» **EXTRACT PROVIDED**:
════

Before we left, we took on a daunting list of improvements to the boat.  First, we had ignored the watermaker that came with it.  There it sat for 8 years, utterly ignored.  We knew it was toast but on the Bay, we did not need it, so we ignored it.  We thought technology would improve and we should wait until we did need it and the cost would come down.  Someone encouraged that thinking, I don’t remember whom, and it turned out to be largely wrong, but thank goodness we have not had to maintain one all these years.

And then on departure day, Jae noticed our (new) batteries were not as fully charged as they should have been.  We called the marine electrician (Patrick Tewes in Annapolis) and he brought his team, diagnosing a bad alternator, which he worked hard to replace before we left.  More money . . . .  Whose idea was this, anyway?

At last, we were off the dock with our friend Dave Glessing, great company, a very experienced sailor and an overall ace at judging and fixing things, as I will report shortly, in this post.  After a fueling stop, we were in the Bay, heading north to the Canal.  The wind was strong behind us and we motorsailed with the 145% genoa powering us up the Bay.  We ran about 8.5+ knots almost the entire distance, surfing 3-5 foot swells, which is somewhat unusual for the Bay in my experience.   It was an exhilarating start. 

We had to decide whether to lay over in the north end of the Bay or push on to Cape May.  Past the Sassafrass River, there is nowhere for us to stop before Cape May, which lies about 12 hours farther on.  Having been delayed several hours by the alternator repair, we had to decide which to do -- we chose to keep going.  A good choice!  We saw a beautiful sunset, had a nice meal in the cockpit and good conversation.  Jae retired first, while Dave and I stood watch and puzzled through all the nighttime lights entering the canal.  It is quite a confusing array and I was glad for my recent captain’s training.  We saw a pilot boat, a couple of dredges, at least two hip and push tows and more.  I texted my instructor to thank him for the course.  Dave loves to chat on the VHF so he was a hale fellow well met throughout the night, chatting it up with everyone who would talk to him.  I enjoyed listening.  In the canal, the current, which we did time well, pushed us to almost 10 knots in very peaceful water.  But, coming out, into the river, the water turned rougher because we were now against the tide and the wind.  And more lights to decipher.

════

» **GIVEN ENTRIES**:

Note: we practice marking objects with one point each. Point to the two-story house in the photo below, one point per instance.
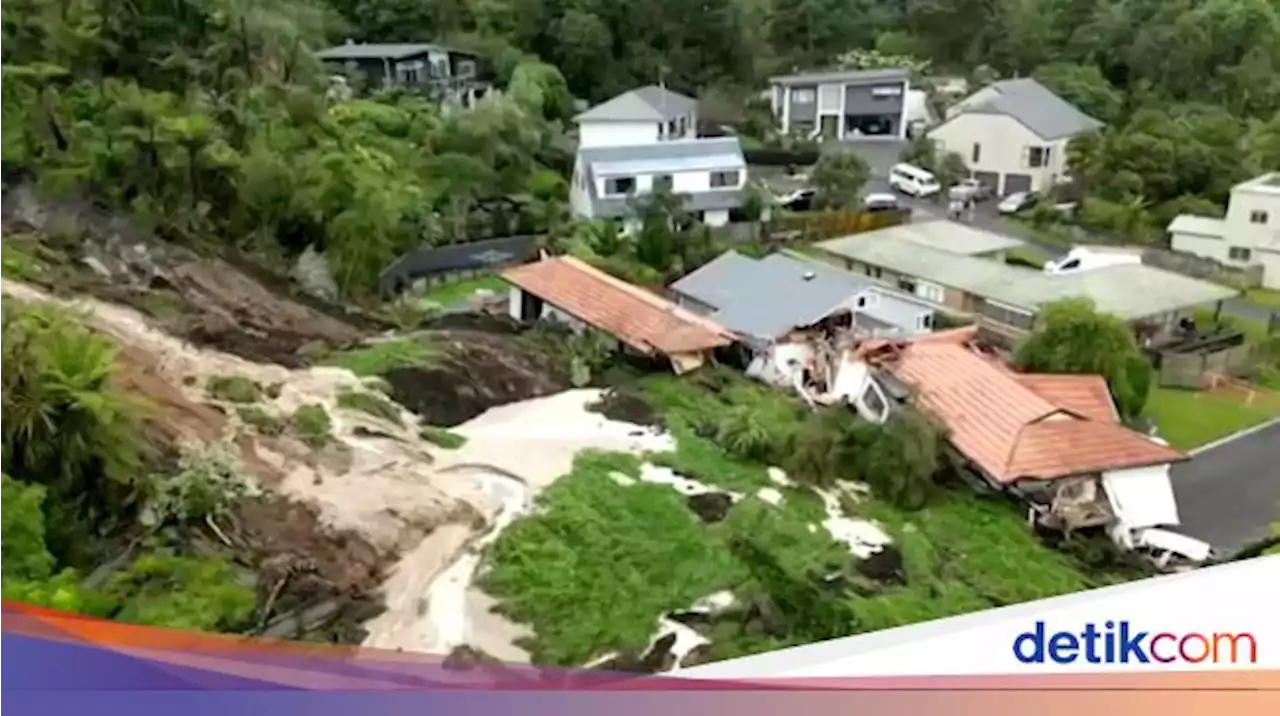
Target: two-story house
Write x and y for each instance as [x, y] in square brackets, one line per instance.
[645, 140]
[1013, 135]
[440, 73]
[1249, 235]
[844, 104]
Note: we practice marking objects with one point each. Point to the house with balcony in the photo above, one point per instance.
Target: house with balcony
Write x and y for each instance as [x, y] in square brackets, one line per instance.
[645, 141]
[1249, 235]
[1013, 135]
[842, 104]
[443, 74]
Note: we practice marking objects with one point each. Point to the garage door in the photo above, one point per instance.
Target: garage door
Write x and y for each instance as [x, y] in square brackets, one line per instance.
[1015, 183]
[990, 179]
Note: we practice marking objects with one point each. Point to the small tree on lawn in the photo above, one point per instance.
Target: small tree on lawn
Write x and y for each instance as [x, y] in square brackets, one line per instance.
[1073, 337]
[839, 179]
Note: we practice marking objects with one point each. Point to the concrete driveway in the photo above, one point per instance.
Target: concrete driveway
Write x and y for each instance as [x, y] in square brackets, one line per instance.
[1229, 493]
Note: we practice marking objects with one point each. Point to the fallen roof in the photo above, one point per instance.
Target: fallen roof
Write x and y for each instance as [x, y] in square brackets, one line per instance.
[949, 236]
[1205, 227]
[1010, 431]
[1128, 291]
[1033, 105]
[647, 104]
[376, 50]
[845, 76]
[634, 315]
[767, 297]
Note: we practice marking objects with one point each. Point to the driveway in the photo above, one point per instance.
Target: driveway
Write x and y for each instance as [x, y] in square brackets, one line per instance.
[1229, 495]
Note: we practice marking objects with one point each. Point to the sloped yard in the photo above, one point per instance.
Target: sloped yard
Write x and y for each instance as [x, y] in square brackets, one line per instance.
[611, 550]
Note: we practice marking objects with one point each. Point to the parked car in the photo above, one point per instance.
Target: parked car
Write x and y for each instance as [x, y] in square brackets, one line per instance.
[881, 203]
[970, 190]
[913, 181]
[1018, 201]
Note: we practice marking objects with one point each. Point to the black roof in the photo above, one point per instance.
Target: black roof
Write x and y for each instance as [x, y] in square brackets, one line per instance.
[474, 255]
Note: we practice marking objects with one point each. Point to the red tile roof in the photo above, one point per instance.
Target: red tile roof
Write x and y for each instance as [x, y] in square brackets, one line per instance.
[1087, 396]
[638, 318]
[1014, 432]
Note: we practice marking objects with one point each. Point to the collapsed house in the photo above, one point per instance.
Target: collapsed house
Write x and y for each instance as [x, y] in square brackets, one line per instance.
[571, 292]
[798, 320]
[1054, 441]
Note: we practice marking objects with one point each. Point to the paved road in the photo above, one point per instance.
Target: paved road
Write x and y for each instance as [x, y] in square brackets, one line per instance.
[1229, 495]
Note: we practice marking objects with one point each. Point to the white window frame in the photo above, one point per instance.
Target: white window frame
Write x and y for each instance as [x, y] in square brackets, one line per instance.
[737, 179]
[611, 182]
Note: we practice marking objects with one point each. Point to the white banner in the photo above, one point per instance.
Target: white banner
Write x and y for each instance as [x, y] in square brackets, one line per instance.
[1224, 618]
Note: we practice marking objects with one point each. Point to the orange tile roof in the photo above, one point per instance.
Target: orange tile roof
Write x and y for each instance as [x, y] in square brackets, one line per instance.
[1010, 431]
[1087, 396]
[638, 318]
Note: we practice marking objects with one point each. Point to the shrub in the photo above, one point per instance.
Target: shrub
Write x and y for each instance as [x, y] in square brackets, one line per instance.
[370, 404]
[312, 424]
[233, 388]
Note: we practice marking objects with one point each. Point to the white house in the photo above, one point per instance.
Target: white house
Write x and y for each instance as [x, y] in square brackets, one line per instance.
[842, 104]
[1249, 233]
[648, 138]
[1013, 135]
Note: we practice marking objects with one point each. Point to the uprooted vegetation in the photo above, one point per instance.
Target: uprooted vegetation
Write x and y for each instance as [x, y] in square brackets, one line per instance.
[586, 573]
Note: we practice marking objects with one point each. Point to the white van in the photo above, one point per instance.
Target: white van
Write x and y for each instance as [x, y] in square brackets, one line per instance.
[912, 179]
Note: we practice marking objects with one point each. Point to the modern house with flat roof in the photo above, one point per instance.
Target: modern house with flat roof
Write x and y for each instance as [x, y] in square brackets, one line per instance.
[440, 73]
[1249, 235]
[644, 141]
[842, 104]
[1005, 299]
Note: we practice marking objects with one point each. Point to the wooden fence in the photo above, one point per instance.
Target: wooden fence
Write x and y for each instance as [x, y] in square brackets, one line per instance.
[821, 226]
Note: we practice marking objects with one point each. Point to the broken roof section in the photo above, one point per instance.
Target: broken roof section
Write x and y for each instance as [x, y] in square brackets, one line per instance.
[1020, 427]
[768, 297]
[638, 318]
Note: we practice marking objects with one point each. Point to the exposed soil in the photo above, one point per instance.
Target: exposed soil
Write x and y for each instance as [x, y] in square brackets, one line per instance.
[476, 372]
[626, 406]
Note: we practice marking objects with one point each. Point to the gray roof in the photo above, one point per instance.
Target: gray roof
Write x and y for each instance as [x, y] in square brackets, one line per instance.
[378, 50]
[842, 76]
[767, 297]
[647, 104]
[1203, 227]
[949, 236]
[1036, 106]
[659, 158]
[1129, 291]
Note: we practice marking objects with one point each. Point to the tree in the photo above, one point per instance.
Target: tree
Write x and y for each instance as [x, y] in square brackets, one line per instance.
[1072, 337]
[839, 179]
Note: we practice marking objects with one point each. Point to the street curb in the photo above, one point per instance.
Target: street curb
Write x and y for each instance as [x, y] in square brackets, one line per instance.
[1233, 437]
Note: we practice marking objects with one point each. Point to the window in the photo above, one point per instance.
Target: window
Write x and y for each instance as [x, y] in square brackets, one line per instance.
[1006, 315]
[725, 179]
[618, 186]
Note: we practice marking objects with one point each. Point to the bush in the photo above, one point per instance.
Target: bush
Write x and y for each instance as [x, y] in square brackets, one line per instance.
[781, 156]
[312, 424]
[370, 404]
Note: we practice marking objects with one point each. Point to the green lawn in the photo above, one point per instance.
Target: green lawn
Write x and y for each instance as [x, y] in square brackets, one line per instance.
[1189, 419]
[458, 291]
[598, 562]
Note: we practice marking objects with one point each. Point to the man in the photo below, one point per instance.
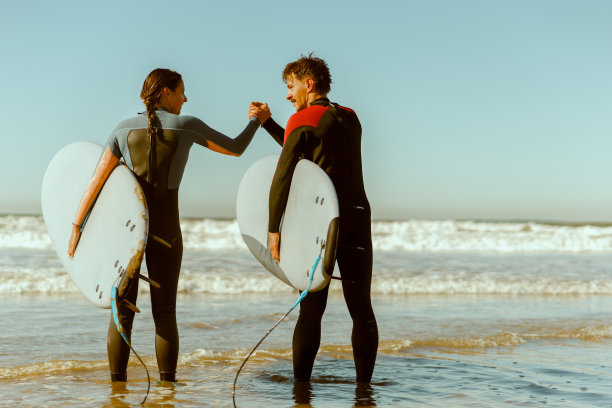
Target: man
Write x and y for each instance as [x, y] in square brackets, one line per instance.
[330, 136]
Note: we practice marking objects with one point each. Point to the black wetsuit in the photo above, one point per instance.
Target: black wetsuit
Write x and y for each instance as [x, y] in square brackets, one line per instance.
[158, 165]
[330, 136]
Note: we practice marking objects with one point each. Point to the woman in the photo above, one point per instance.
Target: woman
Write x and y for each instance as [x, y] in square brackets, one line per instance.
[155, 146]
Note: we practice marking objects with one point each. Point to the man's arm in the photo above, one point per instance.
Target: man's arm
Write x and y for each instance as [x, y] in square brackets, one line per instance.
[275, 130]
[279, 190]
[262, 112]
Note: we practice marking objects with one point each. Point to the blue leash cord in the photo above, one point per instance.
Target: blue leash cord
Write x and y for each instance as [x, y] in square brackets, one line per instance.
[115, 312]
[302, 296]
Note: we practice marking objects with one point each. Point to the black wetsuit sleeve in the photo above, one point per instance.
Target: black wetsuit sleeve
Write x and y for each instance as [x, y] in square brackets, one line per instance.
[206, 136]
[275, 130]
[279, 190]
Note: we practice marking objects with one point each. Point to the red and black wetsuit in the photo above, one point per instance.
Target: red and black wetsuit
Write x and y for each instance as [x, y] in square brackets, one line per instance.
[330, 136]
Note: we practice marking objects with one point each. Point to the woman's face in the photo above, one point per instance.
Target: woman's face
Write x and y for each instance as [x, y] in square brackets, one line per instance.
[175, 99]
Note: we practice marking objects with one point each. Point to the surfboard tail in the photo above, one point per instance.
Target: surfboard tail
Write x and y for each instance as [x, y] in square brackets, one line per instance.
[331, 245]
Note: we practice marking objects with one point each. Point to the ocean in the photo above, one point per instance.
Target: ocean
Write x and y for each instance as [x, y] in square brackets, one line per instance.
[470, 313]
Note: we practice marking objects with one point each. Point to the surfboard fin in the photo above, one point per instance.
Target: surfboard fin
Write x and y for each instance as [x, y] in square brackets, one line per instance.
[161, 241]
[151, 281]
[131, 306]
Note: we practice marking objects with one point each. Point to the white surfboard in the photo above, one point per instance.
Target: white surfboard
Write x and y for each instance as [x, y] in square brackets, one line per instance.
[115, 234]
[309, 227]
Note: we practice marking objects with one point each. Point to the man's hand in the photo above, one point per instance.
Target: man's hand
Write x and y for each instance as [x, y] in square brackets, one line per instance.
[274, 238]
[260, 110]
[74, 240]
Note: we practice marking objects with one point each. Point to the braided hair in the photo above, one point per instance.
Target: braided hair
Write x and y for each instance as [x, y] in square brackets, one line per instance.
[151, 94]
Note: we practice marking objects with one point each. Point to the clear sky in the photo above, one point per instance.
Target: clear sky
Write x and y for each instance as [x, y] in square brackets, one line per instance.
[470, 109]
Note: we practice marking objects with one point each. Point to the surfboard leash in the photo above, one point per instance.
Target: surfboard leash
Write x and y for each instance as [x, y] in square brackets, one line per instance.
[119, 326]
[302, 296]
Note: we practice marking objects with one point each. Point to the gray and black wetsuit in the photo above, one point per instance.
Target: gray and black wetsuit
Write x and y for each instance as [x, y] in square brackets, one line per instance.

════

Please state what fault the marine electrician diagnosed on departure day, according to the sailing passage.

A bad alternator.